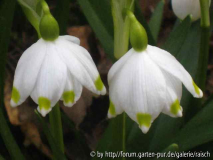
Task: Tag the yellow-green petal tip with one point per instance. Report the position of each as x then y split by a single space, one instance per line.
112 109
44 103
99 84
144 119
69 96
15 95
175 107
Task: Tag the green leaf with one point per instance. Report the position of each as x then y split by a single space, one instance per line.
198 130
58 155
188 56
32 11
156 19
98 14
7 8
177 37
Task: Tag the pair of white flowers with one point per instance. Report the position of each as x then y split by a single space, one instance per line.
141 83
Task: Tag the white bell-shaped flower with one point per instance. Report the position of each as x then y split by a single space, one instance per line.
146 83
52 70
183 8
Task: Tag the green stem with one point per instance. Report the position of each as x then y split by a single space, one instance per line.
6 18
121 26
56 126
204 47
124 132
205 20
121 44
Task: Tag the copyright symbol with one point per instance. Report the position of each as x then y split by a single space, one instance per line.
92 154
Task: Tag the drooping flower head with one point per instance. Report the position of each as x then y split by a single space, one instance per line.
147 81
55 67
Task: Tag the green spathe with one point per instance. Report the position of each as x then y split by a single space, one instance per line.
175 107
138 36
99 84
44 103
48 26
112 109
15 95
69 96
144 119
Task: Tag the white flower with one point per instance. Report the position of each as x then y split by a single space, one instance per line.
183 8
52 70
144 84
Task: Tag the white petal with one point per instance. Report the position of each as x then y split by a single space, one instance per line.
27 71
71 39
174 93
115 107
72 91
141 89
119 64
51 80
169 63
81 66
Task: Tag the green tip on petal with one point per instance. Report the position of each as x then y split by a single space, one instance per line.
197 90
99 84
144 119
15 95
175 107
69 96
112 109
44 103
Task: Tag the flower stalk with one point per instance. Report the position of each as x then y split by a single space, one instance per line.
121 44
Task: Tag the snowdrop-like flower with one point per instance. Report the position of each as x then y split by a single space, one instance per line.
144 84
54 68
147 81
183 8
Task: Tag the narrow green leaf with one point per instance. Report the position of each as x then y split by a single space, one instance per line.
58 155
177 37
198 130
188 56
98 14
156 19
7 8
32 11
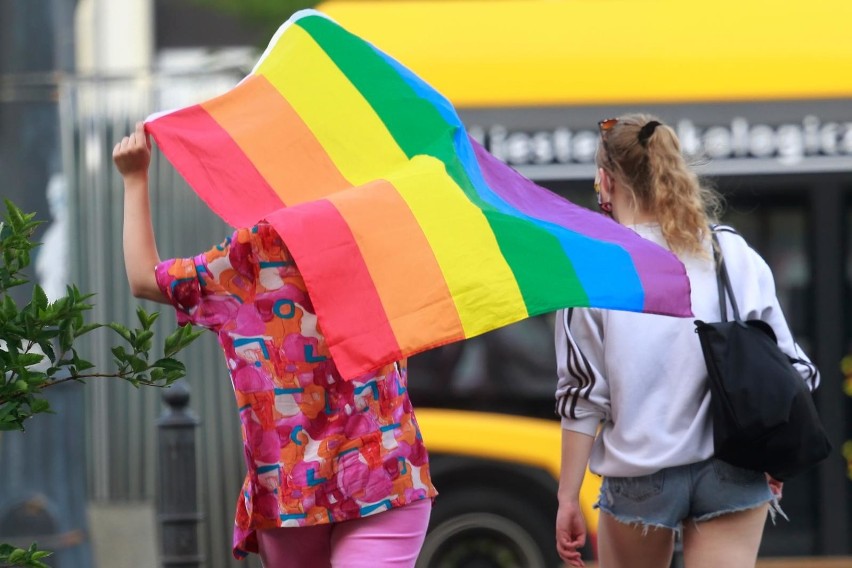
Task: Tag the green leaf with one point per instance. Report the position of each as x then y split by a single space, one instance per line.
27 359
137 364
169 364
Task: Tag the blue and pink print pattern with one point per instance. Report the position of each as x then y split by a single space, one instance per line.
318 449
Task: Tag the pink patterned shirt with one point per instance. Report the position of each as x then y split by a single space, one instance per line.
318 449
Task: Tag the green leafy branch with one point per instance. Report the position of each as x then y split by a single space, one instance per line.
37 348
28 557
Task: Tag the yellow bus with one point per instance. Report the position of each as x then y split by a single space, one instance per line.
760 94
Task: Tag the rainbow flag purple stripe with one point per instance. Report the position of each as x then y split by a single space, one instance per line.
408 233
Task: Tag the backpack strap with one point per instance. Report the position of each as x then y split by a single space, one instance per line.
722 279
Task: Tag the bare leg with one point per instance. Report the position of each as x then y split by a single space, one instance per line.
730 540
631 546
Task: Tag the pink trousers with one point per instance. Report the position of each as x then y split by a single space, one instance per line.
391 539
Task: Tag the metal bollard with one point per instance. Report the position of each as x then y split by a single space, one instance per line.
177 503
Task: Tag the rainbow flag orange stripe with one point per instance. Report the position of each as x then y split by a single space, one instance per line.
408 233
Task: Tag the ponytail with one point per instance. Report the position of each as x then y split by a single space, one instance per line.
645 156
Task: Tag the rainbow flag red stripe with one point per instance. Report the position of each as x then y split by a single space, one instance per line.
408 233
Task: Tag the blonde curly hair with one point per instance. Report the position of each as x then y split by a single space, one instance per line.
646 159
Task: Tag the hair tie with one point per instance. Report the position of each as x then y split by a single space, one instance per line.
646 131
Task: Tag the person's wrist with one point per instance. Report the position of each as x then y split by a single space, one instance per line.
136 180
567 497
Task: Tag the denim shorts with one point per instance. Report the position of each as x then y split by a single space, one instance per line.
698 491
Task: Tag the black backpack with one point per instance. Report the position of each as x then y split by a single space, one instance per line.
764 416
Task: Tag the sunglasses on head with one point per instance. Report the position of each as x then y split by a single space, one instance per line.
606 125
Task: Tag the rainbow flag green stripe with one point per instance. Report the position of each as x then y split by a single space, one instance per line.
408 233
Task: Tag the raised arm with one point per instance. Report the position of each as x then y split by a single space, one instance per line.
132 156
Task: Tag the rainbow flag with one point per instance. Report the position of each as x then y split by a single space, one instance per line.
408 233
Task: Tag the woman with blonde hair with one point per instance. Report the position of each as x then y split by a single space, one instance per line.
632 388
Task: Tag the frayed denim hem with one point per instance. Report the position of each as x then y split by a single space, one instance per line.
639 522
774 510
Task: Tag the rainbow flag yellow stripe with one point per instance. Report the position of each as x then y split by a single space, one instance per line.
408 233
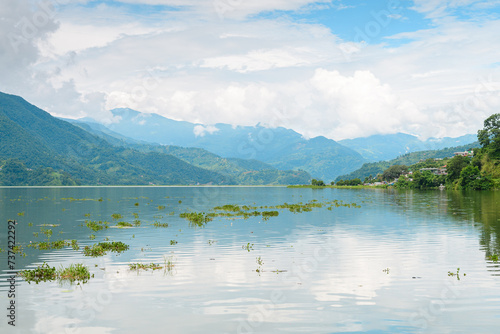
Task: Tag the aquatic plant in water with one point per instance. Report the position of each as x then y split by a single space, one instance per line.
102 248
248 247
75 272
124 224
43 273
142 266
457 274
96 225
196 218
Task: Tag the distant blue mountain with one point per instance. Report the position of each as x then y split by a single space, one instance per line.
282 148
387 147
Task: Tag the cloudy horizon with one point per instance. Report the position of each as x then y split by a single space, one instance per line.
340 69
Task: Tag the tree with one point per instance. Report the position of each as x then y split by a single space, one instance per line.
394 172
455 166
318 183
490 135
471 178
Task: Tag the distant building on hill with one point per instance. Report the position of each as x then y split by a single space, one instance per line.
435 171
468 153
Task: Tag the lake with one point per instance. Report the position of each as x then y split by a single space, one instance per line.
377 261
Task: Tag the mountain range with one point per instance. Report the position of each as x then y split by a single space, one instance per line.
142 148
387 147
39 149
281 148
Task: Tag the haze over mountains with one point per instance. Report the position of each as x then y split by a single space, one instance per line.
282 148
50 151
141 148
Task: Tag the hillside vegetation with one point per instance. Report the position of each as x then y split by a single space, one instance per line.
478 172
38 149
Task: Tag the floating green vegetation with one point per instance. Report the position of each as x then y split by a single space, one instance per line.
196 218
74 245
18 250
102 248
260 263
44 273
267 214
230 207
158 224
47 232
248 247
493 257
278 271
58 244
96 225
74 273
246 211
142 266
457 274
168 263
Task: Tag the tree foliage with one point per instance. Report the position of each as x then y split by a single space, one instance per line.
489 136
394 172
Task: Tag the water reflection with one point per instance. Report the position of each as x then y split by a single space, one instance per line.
379 268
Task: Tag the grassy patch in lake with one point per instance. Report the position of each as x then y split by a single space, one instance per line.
96 225
142 266
124 224
59 244
102 248
196 218
44 273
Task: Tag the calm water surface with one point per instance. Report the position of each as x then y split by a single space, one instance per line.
380 268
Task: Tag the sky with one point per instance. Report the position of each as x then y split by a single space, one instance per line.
340 68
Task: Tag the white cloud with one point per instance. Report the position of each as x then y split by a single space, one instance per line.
191 65
201 131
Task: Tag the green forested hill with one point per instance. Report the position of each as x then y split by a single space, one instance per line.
37 141
242 171
38 149
374 168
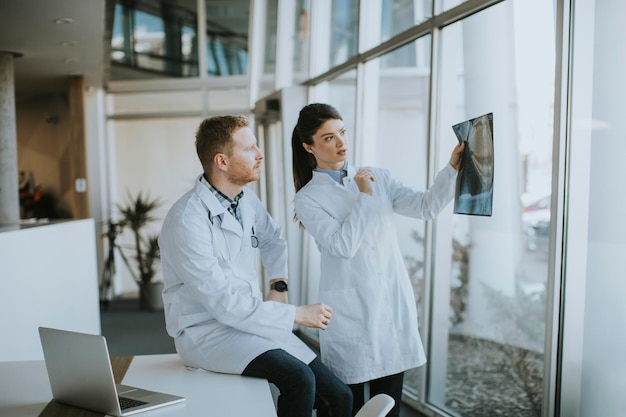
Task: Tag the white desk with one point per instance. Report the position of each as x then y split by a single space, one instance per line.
25 390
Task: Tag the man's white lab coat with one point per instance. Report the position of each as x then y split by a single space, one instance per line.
214 306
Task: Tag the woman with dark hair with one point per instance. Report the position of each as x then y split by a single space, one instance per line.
349 212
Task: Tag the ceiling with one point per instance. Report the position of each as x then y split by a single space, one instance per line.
56 39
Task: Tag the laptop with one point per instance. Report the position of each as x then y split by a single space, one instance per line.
80 373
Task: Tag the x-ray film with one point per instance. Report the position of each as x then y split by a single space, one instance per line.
474 184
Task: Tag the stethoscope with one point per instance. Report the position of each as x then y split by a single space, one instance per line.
254 241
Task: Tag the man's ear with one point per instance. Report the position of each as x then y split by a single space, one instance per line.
221 161
307 147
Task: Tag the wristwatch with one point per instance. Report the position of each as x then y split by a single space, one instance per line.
280 286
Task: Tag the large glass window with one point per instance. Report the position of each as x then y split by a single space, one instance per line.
227 37
400 15
344 30
489 358
154 39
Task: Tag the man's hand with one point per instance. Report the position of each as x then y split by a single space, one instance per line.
314 315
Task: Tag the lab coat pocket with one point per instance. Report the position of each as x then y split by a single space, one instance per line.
349 311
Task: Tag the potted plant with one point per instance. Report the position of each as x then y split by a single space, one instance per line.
136 214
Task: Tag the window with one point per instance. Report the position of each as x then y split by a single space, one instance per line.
153 39
491 273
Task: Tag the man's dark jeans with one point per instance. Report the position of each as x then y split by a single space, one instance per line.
302 387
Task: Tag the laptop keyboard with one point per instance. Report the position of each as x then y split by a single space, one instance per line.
126 403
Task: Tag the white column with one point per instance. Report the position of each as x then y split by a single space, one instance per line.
9 194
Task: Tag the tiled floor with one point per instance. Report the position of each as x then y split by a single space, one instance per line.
130 331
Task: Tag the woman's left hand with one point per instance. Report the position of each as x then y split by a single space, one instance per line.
457 156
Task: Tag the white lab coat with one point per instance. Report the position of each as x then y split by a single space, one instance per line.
214 306
374 329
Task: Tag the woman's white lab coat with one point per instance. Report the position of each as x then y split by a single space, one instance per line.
214 307
374 329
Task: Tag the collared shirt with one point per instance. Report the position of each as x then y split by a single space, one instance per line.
230 204
336 175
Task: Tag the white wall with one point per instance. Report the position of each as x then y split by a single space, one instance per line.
49 278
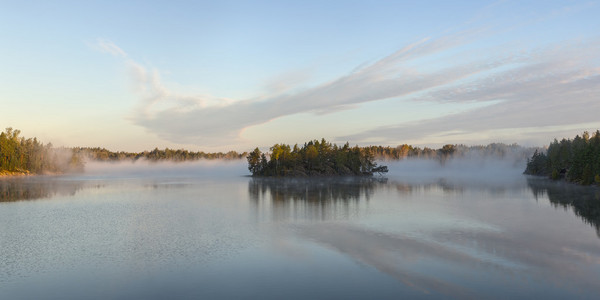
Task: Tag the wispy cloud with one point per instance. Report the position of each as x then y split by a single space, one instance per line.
557 85
110 47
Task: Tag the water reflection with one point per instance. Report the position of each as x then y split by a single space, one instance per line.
312 199
585 201
19 189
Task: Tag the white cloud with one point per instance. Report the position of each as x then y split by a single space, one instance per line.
554 86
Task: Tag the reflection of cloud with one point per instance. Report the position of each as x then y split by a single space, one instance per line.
393 255
33 189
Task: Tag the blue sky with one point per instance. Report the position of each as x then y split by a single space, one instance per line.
220 75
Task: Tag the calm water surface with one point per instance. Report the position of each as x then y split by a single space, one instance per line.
180 233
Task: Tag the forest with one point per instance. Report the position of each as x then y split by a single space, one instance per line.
315 158
575 160
19 155
179 155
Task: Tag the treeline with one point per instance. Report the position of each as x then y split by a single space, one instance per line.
495 150
180 155
19 155
576 160
315 158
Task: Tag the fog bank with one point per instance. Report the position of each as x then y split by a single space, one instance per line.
143 168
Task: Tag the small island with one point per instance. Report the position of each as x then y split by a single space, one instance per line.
315 158
576 160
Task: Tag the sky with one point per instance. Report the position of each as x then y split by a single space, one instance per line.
234 75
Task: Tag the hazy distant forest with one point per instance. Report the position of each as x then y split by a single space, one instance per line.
576 160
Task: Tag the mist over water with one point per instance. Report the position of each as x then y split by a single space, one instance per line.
209 169
467 227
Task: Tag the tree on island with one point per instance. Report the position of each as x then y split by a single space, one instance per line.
315 158
576 160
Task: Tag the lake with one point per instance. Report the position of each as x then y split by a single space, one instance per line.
206 231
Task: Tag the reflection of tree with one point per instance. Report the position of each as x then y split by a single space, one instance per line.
311 198
32 189
585 201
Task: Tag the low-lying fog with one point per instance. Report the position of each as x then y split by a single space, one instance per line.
469 170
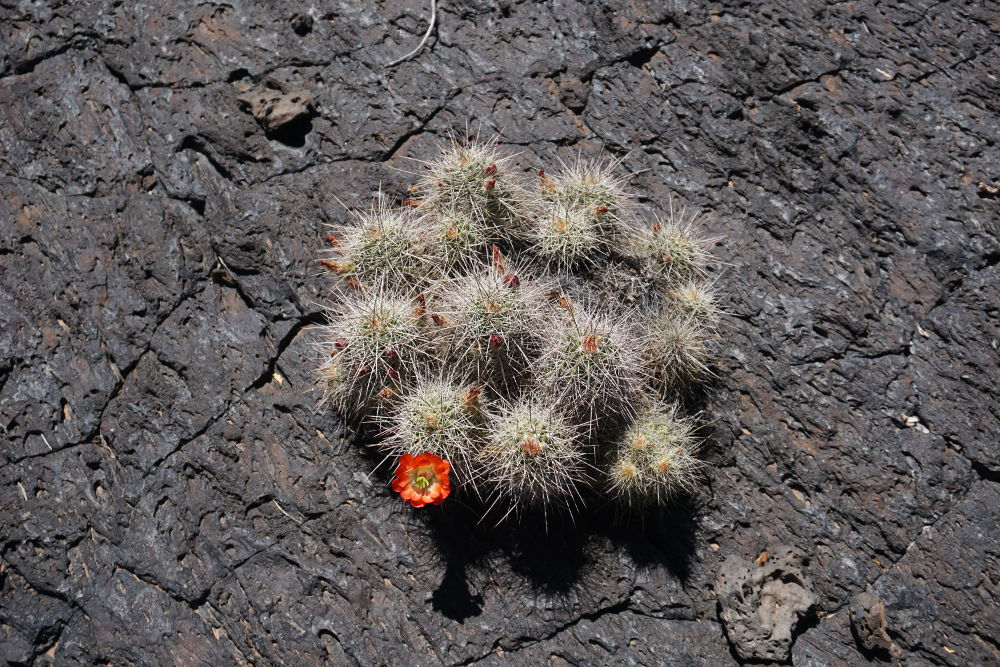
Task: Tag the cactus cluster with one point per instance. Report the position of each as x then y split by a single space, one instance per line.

══════════

> _Aim of the exercise_: The lines to repeat start at the one holding "Task: Tag the blue sky" and run through the last line of the records above; write them out exactly, both ends included, but not the pictures.

> _Written answer_:
Task: Tag the blue sky with one point per instance. Report the position of each as x then y split by a single space, one instance per line.
220 75
Task: Tag the calm water surface with one point per instance. Report the position of each as x then y split by a single space, one instance per line.
180 233
Task: Tag the forest with one point per instance. Report the position of each as x then y split by a single space, one instance per line.
315 158
575 160
19 155
179 155
Task: Tag the treeline with one point per instance. Report the position of each as x then y split by a single space, one instance per line.
495 150
180 155
19 155
576 160
315 158
Task: Tag the fog bank with one point per instance. Report the position of each as x then y split by a single space, one instance per line.
143 168
Task: Tag the small island with one point per instance. Report the position of each as x then y split by a single space, one instance per line.
315 158
576 160
Task: Tag the sky with one point per instance. Report the position of each as x then y split by a single space, one instance per line.
234 75
Task: Tag the hazy distant forest with one point per instance. Report the position of each as x then y split by a single space, one instance per line.
576 160
Task: Tag the mist over water with one point per instance. Report the position of each as x then y split by a single space, one instance per line.
209 169
467 227
Task: Tag the tree on island with one point per instance. Report the position of each as x then y split by a single space, one instance per line.
315 158
576 160
Task: Tag the lake with one point per instance. Report the position of each as x then y split by a single space, one instance per line.
206 231
Task: Tag the reflection of tree with one point per instance. Report the position of each as x then y split by a single space, one instance per line.
311 198
32 189
585 201
Task: Tag the low-lying fog with one point per instance. Report the position of each as x then y split by a single space, one instance per line.
469 170
Task: Tag the cactus cluster with one point per instance. Report the position of each as x then y split by a single space, one instance per line.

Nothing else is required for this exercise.